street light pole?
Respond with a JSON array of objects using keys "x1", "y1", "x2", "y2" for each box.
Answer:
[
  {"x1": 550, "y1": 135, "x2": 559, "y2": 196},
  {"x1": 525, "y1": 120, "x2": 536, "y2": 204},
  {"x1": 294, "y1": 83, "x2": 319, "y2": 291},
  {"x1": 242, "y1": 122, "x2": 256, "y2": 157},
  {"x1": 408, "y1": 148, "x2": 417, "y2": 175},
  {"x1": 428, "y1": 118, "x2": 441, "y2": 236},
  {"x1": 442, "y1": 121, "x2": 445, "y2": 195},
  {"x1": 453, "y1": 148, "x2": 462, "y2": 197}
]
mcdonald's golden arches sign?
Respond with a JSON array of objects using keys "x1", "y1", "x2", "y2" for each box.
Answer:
========
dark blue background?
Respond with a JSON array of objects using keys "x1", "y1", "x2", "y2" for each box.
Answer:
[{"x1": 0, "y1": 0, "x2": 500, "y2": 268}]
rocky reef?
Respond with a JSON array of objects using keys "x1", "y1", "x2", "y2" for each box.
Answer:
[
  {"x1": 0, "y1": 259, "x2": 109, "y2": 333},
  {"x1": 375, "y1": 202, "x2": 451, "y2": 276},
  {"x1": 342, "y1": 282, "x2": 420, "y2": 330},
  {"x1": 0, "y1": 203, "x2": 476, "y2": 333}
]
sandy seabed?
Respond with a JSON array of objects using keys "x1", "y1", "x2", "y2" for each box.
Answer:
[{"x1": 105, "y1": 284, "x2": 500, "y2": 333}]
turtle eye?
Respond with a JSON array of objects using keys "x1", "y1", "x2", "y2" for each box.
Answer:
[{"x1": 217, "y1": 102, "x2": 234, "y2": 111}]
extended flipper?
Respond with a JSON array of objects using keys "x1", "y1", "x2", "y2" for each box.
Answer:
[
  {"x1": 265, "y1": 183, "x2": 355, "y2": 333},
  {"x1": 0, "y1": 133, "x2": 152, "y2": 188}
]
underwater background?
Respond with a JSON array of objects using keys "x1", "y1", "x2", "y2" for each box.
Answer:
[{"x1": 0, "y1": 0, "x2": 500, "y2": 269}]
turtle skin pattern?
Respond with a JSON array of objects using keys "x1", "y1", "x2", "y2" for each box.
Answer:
========
Pull out every line in the records that contains the word "background".

dark blue background?
underwater background?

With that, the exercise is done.